(Referring expression grounding data)
════

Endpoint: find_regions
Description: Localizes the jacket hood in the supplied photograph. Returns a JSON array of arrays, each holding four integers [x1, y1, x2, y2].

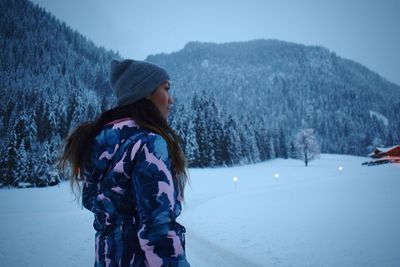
[[88, 118, 141, 176]]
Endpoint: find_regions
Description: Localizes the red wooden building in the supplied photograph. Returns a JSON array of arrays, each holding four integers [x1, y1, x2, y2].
[[365, 145, 400, 165]]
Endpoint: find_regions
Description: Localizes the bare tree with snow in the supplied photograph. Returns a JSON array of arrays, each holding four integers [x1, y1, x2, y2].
[[294, 128, 320, 166]]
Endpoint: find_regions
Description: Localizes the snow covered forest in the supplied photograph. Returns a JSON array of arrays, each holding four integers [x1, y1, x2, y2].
[[1, 0, 399, 188]]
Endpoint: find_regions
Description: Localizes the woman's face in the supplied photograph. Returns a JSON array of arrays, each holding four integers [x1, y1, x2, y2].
[[148, 81, 173, 119]]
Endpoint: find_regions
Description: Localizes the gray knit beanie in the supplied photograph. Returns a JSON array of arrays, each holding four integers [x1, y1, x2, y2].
[[109, 59, 170, 107]]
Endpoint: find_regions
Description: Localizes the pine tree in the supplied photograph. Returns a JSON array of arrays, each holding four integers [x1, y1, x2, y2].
[[191, 93, 204, 167], [288, 140, 296, 158], [14, 142, 29, 186], [15, 111, 37, 151], [236, 120, 259, 165], [223, 115, 241, 165], [185, 119, 198, 167], [1, 129, 19, 186], [35, 100, 50, 142], [33, 140, 53, 187], [247, 125, 260, 163], [191, 91, 218, 167], [208, 99, 225, 166], [67, 89, 84, 134], [273, 132, 280, 158], [269, 137, 276, 159], [255, 125, 270, 161], [278, 128, 288, 159]]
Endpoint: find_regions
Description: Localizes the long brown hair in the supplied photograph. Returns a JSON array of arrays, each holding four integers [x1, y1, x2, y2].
[[57, 98, 188, 201]]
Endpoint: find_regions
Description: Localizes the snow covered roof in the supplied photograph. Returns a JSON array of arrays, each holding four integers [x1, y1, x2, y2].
[[368, 145, 400, 157], [375, 145, 400, 153]]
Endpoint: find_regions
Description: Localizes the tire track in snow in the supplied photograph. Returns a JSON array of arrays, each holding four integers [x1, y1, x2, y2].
[[186, 227, 263, 267], [183, 187, 263, 266]]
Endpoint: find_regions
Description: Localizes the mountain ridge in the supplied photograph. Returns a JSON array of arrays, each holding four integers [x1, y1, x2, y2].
[[146, 38, 399, 157]]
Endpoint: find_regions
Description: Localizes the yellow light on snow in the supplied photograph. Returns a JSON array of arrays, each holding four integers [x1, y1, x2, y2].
[[274, 173, 280, 178], [233, 176, 238, 182], [338, 166, 343, 171]]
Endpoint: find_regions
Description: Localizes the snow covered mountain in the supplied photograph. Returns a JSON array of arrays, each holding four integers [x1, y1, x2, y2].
[[147, 40, 400, 156], [1, 0, 399, 187]]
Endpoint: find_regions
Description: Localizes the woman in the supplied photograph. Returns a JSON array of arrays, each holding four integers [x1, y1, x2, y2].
[[58, 59, 190, 267]]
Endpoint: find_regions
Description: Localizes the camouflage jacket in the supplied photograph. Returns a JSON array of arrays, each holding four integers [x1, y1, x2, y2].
[[82, 117, 189, 267]]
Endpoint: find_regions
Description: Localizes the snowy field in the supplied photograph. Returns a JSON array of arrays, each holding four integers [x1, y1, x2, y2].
[[0, 154, 399, 267]]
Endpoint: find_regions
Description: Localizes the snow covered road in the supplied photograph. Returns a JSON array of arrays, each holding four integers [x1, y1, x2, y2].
[[187, 229, 262, 267]]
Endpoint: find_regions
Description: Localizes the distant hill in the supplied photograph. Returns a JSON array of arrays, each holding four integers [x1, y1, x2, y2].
[[147, 40, 400, 156]]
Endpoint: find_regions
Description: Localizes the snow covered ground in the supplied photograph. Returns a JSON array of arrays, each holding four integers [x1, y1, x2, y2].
[[1, 154, 399, 267]]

════

- Assigned task
Print, exactly as they appear above, the lines running from the one with "Description: Localizes the snow covered mountain" through the final line.

- Result of this task
Description: Localizes the snow covered mountain in the supplied photograph. Returns a JSON array of arrays, each holding four integers [x1, y1, x2, y2].
[[147, 40, 400, 156], [1, 0, 399, 187]]
Endpoint: find_regions
Description: Localizes the woman in the supplied photograph. Returns a JSON array of arrays, each holding four integers [x1, y1, x2, y2].
[[58, 59, 190, 267]]
Endpoint: find_regions
Description: Localizes the camouflage jacket in the supplied photograph. Returns a JSON array of arrays, each holding four integers [x1, y1, x2, y2].
[[82, 117, 189, 267]]
Endpoint: find_regions
Description: Localizes the snowy field in the supplied photograph. Returns a JSON array of arrays, each holding four integers [x1, y1, x2, y2].
[[0, 154, 399, 267]]
Endpoint: find_regions
Description: Localizes the snow covered road in the supplied photograph. Returns a JSON array of arrays, each holding four integers [x1, y1, x2, y2].
[[187, 229, 262, 267]]
Endpoint: find_regions
Description: Localizes the distant hill in the supplied photograph. Returns a JSON array of arrays, each holding four integers [x1, y1, x2, y2].
[[147, 40, 400, 156]]
Endpoint: find_regions
Description: Localizes the snow covered ground in the supplied photograph. Returns a JSON array of arrays, each holding four integers [x1, y1, x2, y2].
[[1, 154, 399, 267]]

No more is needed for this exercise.